• **Selected text**:

-- BEGIN --

First of all, this should be obvious, but when you have performance issues in code that involves a tight inner loop, you want to simplify that loop as much as you can. If you can save one cycle in the loop by spending a dozen or a hundred cycles somewhere else, do it, because every cycle in the loop gets multiplied by 5000².

Also, what you really want to minimize in the inner loop are memory accesses. Accessing local variables is fast, since they're typically cached and the JVM knows that their values cannot change unless the code in the method itself changes them. In comparison, pulling a random element from a large array is relatively slow, since it requires a full RAM access, as is, typically, accessing a member variable or calling an uncached method.

I've done something like this before,* so, rather than listing every improvement I might make to your code, let me start by sketching how I might rewrite your core update loop:

// assume these arrays are (height + 2) by (width + 2)

-- END --

• **Excerpted data**:
-- BEGIN --

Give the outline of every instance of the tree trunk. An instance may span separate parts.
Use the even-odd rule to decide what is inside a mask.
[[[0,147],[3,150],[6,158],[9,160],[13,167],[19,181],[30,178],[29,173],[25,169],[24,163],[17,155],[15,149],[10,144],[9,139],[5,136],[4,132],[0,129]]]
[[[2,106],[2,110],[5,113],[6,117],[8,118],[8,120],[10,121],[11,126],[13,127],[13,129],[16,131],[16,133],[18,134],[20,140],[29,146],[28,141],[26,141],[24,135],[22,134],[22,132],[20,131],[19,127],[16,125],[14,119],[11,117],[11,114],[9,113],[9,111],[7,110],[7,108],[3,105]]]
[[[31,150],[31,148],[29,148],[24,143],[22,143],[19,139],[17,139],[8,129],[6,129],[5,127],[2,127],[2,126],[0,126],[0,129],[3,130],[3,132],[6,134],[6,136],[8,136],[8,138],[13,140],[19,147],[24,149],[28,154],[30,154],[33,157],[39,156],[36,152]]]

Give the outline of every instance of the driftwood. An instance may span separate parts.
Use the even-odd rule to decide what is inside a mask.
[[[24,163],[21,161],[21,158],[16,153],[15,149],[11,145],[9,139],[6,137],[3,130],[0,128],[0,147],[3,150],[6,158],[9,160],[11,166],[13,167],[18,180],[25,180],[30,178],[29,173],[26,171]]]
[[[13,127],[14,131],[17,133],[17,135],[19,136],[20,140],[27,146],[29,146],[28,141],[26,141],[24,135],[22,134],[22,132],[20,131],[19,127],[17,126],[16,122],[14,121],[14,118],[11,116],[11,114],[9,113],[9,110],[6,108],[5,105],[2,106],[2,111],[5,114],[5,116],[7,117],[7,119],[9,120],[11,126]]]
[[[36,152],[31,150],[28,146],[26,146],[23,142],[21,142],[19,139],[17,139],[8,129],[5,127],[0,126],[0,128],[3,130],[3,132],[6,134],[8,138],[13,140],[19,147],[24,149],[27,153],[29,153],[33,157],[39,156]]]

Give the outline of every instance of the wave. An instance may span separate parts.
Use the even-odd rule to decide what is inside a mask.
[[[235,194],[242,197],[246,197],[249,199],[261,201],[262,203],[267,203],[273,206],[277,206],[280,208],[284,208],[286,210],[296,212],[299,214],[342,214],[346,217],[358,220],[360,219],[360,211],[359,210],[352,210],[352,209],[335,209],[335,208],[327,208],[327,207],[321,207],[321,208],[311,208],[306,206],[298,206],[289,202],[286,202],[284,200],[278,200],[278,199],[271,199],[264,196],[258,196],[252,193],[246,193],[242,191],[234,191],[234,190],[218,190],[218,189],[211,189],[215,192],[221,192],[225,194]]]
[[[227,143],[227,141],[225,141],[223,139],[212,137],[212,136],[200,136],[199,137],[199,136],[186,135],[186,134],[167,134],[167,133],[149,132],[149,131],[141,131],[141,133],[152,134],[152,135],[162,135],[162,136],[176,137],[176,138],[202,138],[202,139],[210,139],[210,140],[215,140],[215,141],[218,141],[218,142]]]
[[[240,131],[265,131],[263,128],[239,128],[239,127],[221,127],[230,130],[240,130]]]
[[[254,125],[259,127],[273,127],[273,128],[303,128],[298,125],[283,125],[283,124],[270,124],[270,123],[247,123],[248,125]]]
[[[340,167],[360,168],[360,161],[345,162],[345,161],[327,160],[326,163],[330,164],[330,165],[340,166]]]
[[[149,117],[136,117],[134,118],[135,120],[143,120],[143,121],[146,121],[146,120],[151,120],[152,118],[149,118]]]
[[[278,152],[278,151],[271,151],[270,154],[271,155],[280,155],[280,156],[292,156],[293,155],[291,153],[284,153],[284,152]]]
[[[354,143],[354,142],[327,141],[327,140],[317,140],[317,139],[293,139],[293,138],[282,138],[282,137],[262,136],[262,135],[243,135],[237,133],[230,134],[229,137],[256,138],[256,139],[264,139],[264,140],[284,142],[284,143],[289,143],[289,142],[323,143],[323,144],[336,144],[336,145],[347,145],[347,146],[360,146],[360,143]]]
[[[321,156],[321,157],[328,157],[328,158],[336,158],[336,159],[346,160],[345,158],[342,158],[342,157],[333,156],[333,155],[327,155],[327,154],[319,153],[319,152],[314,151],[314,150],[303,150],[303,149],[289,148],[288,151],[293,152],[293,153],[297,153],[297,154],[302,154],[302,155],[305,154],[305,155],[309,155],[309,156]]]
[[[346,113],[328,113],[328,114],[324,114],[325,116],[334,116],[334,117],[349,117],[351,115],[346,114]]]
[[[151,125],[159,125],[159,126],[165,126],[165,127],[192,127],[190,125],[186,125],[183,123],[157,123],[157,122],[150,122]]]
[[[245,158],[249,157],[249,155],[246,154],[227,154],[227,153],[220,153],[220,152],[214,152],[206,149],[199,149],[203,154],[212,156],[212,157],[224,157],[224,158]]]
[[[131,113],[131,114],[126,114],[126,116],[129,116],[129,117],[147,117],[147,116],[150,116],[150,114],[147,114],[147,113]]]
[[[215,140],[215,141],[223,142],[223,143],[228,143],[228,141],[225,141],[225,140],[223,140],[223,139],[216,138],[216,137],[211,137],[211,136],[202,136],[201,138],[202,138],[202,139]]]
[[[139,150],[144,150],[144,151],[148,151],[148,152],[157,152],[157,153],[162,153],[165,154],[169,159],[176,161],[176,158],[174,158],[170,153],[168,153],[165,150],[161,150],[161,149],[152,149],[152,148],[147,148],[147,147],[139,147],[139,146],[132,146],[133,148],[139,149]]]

-- END --

• **What is asked**:
**a.** In the text on inner-loop performance, why does the writer say accessing local variables is fast?
**b.** List every operation that the text on inner-loop performance calls relatively slow.
**c.** Pick up the text on inner-loop performance after its last line and continue it.

• **Replies**:
**a.** They are typically cached, and the JVM knows their values cannot change unless the method's own code changes them.

**b.** Pulling a random element from a large array, accessing a member variable, calling an uncached method

**c.**
boolean[][] oldBuffer = universeDoubleBuffer[flipFlopIndex],
            newBuffer = universeDoubleBuffer[newFlipFlopIndex];

for (int y = 1; y <= height; y++) {
    int environment
        = (oldBuffer[y-1][0] ? 32 : 0) + (oldBuffer[y-1][1] ?  4 : 0)
        + (oldBuffer[y  ][0] ? 16 : 0) + (oldBuffer[y  ][1] ?  2 : 0)
        + (oldBuffer[y+1][0] ?  8 : 0) + (oldBuffer[y+1][1] ?  1 : 0);

    for (int x = 1; x <= width; x++) {
        environment = ((environment % 64) * 8)
            + (oldBuffer[y-1][x+1] ? 4 : 0)
            + (oldBuffer[y  ][x+1] ? 2 : 0)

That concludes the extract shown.